**Problem requirements:**
Below are records; reproduce exactly the lines from the one containing "Query: mountain ridge" through the end, both included, and only those.

**** Data for analysis ****

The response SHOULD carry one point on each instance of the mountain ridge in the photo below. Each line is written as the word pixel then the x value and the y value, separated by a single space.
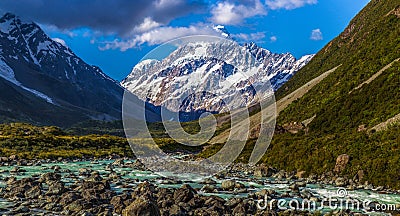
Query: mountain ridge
pixel 157 81
pixel 47 71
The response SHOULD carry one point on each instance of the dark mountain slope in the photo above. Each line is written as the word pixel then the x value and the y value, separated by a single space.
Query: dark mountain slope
pixel 44 82
pixel 345 110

****

**Response to the task:**
Query: mountain ridge
pixel 157 81
pixel 47 71
The response SHOULD carry one point on each instance of the dark mountain slope in the photo above. Each line is written as the word pixel then the x value and the y value, separated by a single space.
Query: dark mountain slope
pixel 44 82
pixel 345 110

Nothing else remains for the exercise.